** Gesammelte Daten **
****
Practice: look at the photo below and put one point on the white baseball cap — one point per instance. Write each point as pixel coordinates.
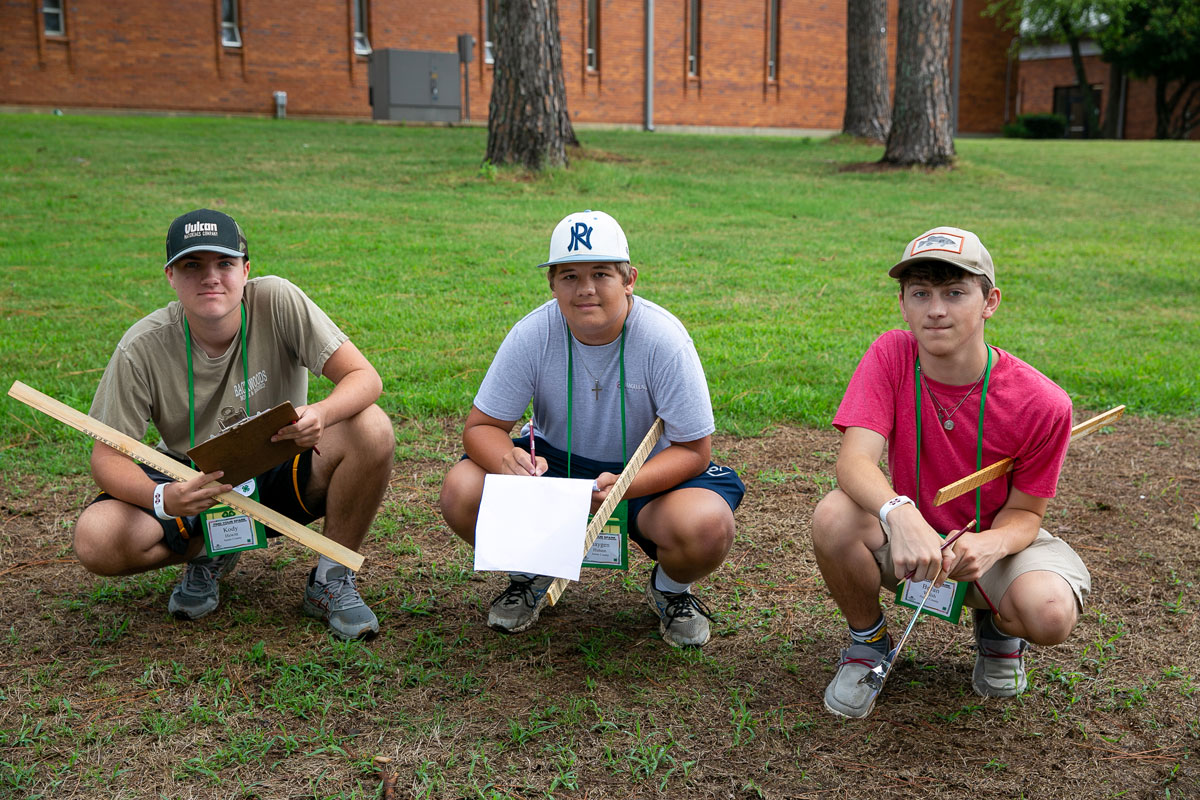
(587, 236)
(954, 246)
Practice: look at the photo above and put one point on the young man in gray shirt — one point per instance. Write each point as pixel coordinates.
(600, 365)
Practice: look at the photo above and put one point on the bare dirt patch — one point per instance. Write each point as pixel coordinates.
(105, 695)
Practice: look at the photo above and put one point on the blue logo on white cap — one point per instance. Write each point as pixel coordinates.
(581, 235)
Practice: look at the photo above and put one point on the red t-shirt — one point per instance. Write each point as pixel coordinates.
(1027, 416)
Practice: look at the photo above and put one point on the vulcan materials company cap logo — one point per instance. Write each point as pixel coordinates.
(192, 229)
(937, 240)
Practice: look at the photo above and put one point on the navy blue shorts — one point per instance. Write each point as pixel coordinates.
(718, 479)
(280, 488)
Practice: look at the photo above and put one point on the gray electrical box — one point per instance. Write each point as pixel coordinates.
(421, 85)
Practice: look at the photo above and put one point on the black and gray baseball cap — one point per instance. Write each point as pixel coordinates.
(204, 230)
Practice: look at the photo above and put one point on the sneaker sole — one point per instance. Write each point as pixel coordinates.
(309, 609)
(663, 626)
(525, 626)
(850, 716)
(187, 617)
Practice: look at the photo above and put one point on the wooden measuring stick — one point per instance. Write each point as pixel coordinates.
(1005, 465)
(618, 491)
(167, 465)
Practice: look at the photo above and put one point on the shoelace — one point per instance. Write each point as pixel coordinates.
(987, 651)
(682, 607)
(198, 577)
(339, 587)
(520, 589)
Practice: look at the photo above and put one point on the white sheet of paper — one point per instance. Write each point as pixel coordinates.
(533, 524)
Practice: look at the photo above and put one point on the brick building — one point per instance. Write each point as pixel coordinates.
(1047, 84)
(766, 64)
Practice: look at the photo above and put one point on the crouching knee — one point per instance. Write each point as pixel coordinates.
(94, 552)
(1053, 620)
(373, 433)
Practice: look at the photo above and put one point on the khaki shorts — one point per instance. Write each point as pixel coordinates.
(1047, 552)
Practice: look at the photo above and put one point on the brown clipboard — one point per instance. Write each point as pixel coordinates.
(246, 449)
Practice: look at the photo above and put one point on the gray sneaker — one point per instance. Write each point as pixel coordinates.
(1000, 662)
(517, 607)
(851, 693)
(683, 618)
(198, 593)
(337, 602)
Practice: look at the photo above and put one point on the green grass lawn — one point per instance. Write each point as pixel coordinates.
(772, 257)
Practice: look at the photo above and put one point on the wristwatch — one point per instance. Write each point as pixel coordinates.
(159, 510)
(898, 500)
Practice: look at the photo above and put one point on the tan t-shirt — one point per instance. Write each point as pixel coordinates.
(147, 378)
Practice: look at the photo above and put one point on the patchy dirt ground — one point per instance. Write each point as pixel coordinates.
(105, 695)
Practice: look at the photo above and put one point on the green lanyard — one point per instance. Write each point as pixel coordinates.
(983, 401)
(191, 376)
(570, 396)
****
** AUFGABENSTELLUNG **
Aktualisieren Sie den Abschnitt der Daten, der mit der Zeile beginnt, die „on the patchy“ enthält, und mit dem Ende der Daten schließt, indem Sie „green lanyard“ durch „yellow lanyard“ ersetzen. Geben Sie nur diesen Abschnitt wieder und lassen Sie alles Übrige unverändert.

** RICHTIGE LÖSUNG **
Practice: look at the photo above and put one point on the patchy dirt ground — one point per instance. Write each point as pixel coordinates.
(105, 695)
Practice: look at the photo above and put one point on the yellow lanyard — one point per instance. Write each point as pixel coordinates.
(983, 401)
(191, 376)
(570, 396)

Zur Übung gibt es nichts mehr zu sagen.